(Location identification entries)
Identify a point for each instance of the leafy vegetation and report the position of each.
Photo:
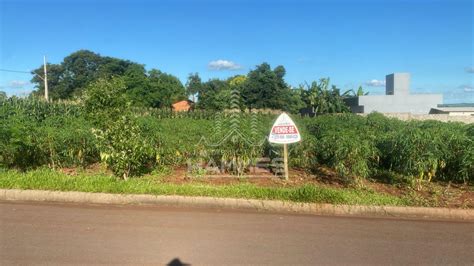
(133, 141)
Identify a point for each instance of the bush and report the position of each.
(124, 148)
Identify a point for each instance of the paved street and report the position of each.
(32, 233)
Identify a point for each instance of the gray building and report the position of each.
(397, 98)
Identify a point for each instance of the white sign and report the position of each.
(284, 131)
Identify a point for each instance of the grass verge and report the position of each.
(46, 179)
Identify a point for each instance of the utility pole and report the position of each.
(46, 95)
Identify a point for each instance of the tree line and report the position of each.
(263, 87)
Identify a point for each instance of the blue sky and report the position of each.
(352, 42)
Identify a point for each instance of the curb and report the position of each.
(242, 204)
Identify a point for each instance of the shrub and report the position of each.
(124, 148)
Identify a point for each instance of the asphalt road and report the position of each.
(32, 233)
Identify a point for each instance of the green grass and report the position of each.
(46, 179)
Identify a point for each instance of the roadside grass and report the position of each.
(46, 179)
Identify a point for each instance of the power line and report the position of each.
(15, 71)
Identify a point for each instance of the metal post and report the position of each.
(46, 94)
(285, 160)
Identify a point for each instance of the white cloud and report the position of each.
(15, 84)
(469, 69)
(375, 83)
(467, 88)
(223, 65)
(18, 83)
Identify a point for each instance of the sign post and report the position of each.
(284, 131)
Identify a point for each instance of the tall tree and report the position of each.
(266, 88)
(79, 69)
(193, 85)
(214, 95)
(322, 99)
(165, 89)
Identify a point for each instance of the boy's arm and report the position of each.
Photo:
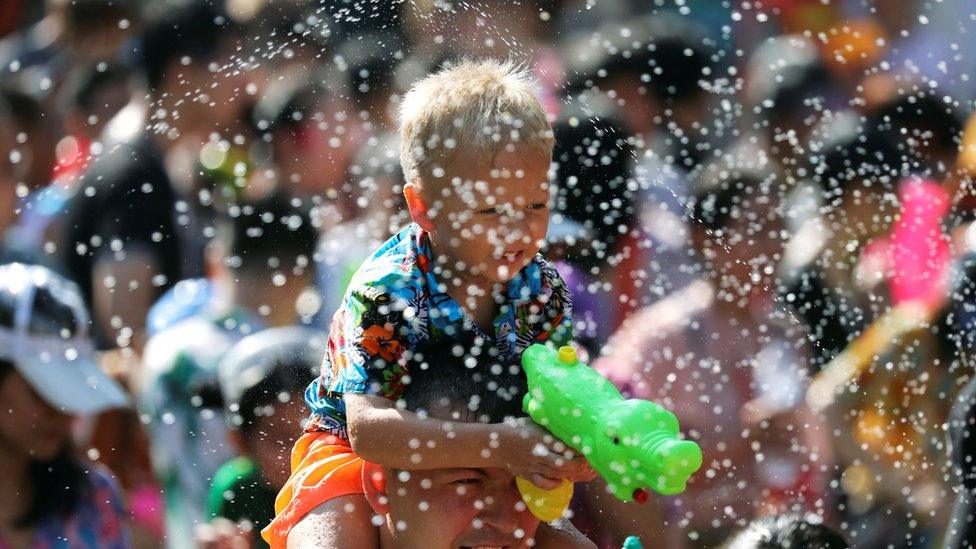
(381, 433)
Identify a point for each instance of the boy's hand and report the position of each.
(531, 452)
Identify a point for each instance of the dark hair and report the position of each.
(466, 377)
(721, 201)
(785, 532)
(255, 233)
(289, 374)
(285, 106)
(673, 60)
(594, 183)
(57, 483)
(85, 84)
(26, 110)
(919, 117)
(856, 155)
(195, 29)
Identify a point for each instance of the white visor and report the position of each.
(63, 370)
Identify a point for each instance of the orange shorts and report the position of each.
(323, 467)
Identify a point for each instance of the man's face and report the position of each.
(455, 508)
(491, 220)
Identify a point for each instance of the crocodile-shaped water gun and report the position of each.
(633, 444)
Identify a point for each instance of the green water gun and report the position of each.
(633, 444)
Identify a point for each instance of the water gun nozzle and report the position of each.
(640, 495)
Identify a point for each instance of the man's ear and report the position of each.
(374, 486)
(417, 206)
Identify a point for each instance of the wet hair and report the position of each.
(672, 62)
(260, 368)
(26, 110)
(785, 532)
(57, 483)
(715, 206)
(196, 29)
(920, 117)
(462, 109)
(855, 155)
(466, 377)
(266, 234)
(594, 183)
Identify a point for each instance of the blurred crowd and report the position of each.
(763, 211)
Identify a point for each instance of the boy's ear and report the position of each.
(374, 486)
(417, 206)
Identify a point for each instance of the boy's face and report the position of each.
(491, 220)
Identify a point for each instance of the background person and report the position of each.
(48, 375)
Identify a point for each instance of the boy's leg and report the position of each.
(345, 521)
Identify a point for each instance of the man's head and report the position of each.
(186, 52)
(312, 135)
(441, 508)
(858, 169)
(475, 150)
(265, 249)
(737, 226)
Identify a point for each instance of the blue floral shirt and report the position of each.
(395, 304)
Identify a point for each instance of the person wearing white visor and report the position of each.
(48, 375)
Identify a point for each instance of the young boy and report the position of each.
(475, 152)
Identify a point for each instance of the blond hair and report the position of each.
(473, 107)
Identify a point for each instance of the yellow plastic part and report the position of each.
(546, 505)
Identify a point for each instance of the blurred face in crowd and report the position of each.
(29, 426)
(208, 92)
(271, 437)
(491, 220)
(313, 155)
(280, 296)
(744, 252)
(862, 213)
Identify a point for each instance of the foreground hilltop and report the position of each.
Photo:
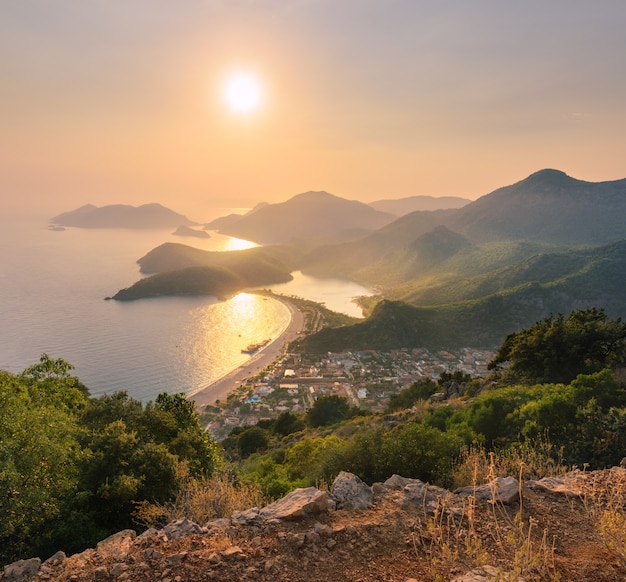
(568, 527)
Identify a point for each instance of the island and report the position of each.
(122, 216)
(184, 230)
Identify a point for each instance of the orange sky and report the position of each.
(120, 102)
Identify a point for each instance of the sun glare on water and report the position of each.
(242, 93)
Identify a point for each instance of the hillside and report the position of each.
(217, 280)
(402, 206)
(401, 530)
(122, 216)
(487, 308)
(307, 215)
(548, 206)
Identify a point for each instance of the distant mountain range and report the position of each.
(448, 277)
(402, 206)
(305, 216)
(122, 216)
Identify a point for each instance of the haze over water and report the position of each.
(52, 289)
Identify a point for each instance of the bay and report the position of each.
(52, 290)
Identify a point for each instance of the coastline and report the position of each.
(220, 389)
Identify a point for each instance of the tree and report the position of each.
(38, 458)
(328, 410)
(557, 349)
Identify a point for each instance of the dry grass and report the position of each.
(528, 460)
(478, 534)
(202, 501)
(604, 498)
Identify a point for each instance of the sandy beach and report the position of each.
(219, 390)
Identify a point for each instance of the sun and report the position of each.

## Description of the task
Print out the whole of the material word for word, without pictures.

## Result
Identify a point for each instance of the leafy vegetation and report the position of each.
Photo:
(133, 141)
Identify a point for each instance of the bush and report the position of each.
(124, 148)
Identify a point for each instance of the paved street and report the position of each.
(32, 233)
Identify a point for each instance of the gray building and report the position of each.
(397, 98)
Identify a point for each instance of the white sign and report the position of each.
(284, 131)
Identify a point for each instance of the grass verge and report the position of each.
(46, 179)
Identify a point for each instance of the utility pole and report the position of each.
(46, 95)
Identify a point for each instance of the tree line and report the position of each.
(263, 87)
Identify a point for each instance of the blue sky and report the position of each.
(352, 42)
Identify a point for each instance of the curb and report the position of each.
(242, 204)
Identify a point for each instance of the shrub and report the position of each.
(124, 148)
Identify a point for each instance of the asphalt road and report the position of each.
(32, 233)
Identify a point for each instance of the green grass and report the position of each.
(46, 179)
Identify a point for each instance of the roadside grass and report the position of each.
(46, 179)
Identify a point for each instance of the power line and report the position of each.
(15, 71)
Identify a point for each instance of the metal post and report the position of each.
(46, 94)
(285, 160)
Identify a point for each instance of the white cloud and report the position of each.
(15, 84)
(469, 69)
(375, 83)
(467, 88)
(223, 65)
(18, 83)
Identify a point for each instance of the sign post and report the position of each.
(284, 131)
Identify a point for each instance of the tall tree and report the position of each.
(266, 88)
(79, 69)
(193, 85)
(214, 95)
(322, 99)
(165, 89)
Identify a point for each instance of the boy's arm and report the position of each.
Photo:
(381, 433)
Identify a point for each instance of the boy's hand and report the position of each.
(531, 452)
Identify a point for each instance of the dark hair and report the position of each.
(466, 377)
(721, 201)
(785, 532)
(255, 233)
(289, 374)
(285, 106)
(673, 60)
(594, 183)
(57, 483)
(85, 84)
(26, 110)
(919, 117)
(856, 155)
(195, 29)
Identify a point for each instance of the white visor and report the position of each.
(63, 370)
Identify a point for each instance of the orange shorts and report the position of each.
(323, 467)
Identify a point for each instance of the man's face and report the position of each.
(455, 508)
(491, 220)
Identify a point for each instance of the crocodile-shaped water gun and report the position of each.
(633, 444)
Identify a point for each instance of the green water gun and report the position of each.
(633, 444)
Identify a point for each instance of the water gun nozzle and report the position of each.
(640, 495)
Identify a point for each instance of the man's ear and report the position of each.
(374, 486)
(417, 206)
Identify a point for each instance of the wet hair and report the position of each.
(672, 62)
(260, 368)
(26, 110)
(785, 532)
(57, 483)
(715, 206)
(196, 29)
(920, 117)
(462, 109)
(855, 155)
(466, 377)
(266, 234)
(594, 183)
Identify a point for each instance of the blurred crowd and report the position of each.
(763, 211)
Identify a point for each instance of the boy's ear and report the position of each.
(374, 486)
(417, 206)
Identify a point for each instance of the boy's face and report the position of each.
(491, 220)
Identify a point for each instance of the background person and report the position of each.
(48, 375)
Identify a point for each instance of the boy's leg and report the position of each.
(345, 521)
Identify a point for each instance of the man's head and report the position of each.
(186, 52)
(312, 135)
(441, 508)
(858, 169)
(475, 150)
(265, 249)
(737, 226)
Identify a point for each instance of the blue floral shirt and report the position of each.
(395, 304)
Identify a point for each instance of the person wearing white visor and report the position of each.
(48, 375)
Identify a point for each instance of the young boy and report the position of each.
(475, 152)
Identify a point for each instance of the blond hair and report the position of each.
(473, 107)
Identify a point for each instance of the yellow plastic part and report the position of each.
(546, 505)
Identify a point for each instance of the blurred face in crowd and report the position of each.
(29, 426)
(208, 92)
(271, 437)
(491, 220)
(313, 155)
(280, 296)
(744, 252)
(862, 213)
Identify a point for each instance of the foreground hilltop and report the position of each.
Photo:
(568, 527)
Identify a point for each instance of the island and report the position of each.
(122, 216)
(184, 230)
Identify a point for each instance of the orange sky and report the position of each.
(120, 102)
Identify a point for each instance of the sun glare on water and report the position of each.
(242, 93)
Identify a point for each instance of the hillside and report the position of each.
(217, 280)
(402, 206)
(401, 530)
(122, 216)
(487, 308)
(307, 215)
(548, 206)
Identify a point for each instance of the distant mountain range and report the position of each.
(448, 277)
(402, 206)
(305, 216)
(122, 216)
Identify a point for each instance of the haze over water and report the position of each.
(52, 289)
Identify a point for each instance of the bay and report the position of each.
(52, 290)
Identify a point for each instance of the coastline and report the position of each.
(220, 389)
Identify a point for each instance of the tree and report the position of each.
(38, 458)
(328, 410)
(557, 349)
Identify a point for each instance of the dry grass and report the position of each.
(528, 460)
(478, 534)
(202, 501)
(604, 498)
Identify a point for each instance of the sandy beach and report the position of each.
(219, 390)
Identify a point for each instance of the sun and report the position of each.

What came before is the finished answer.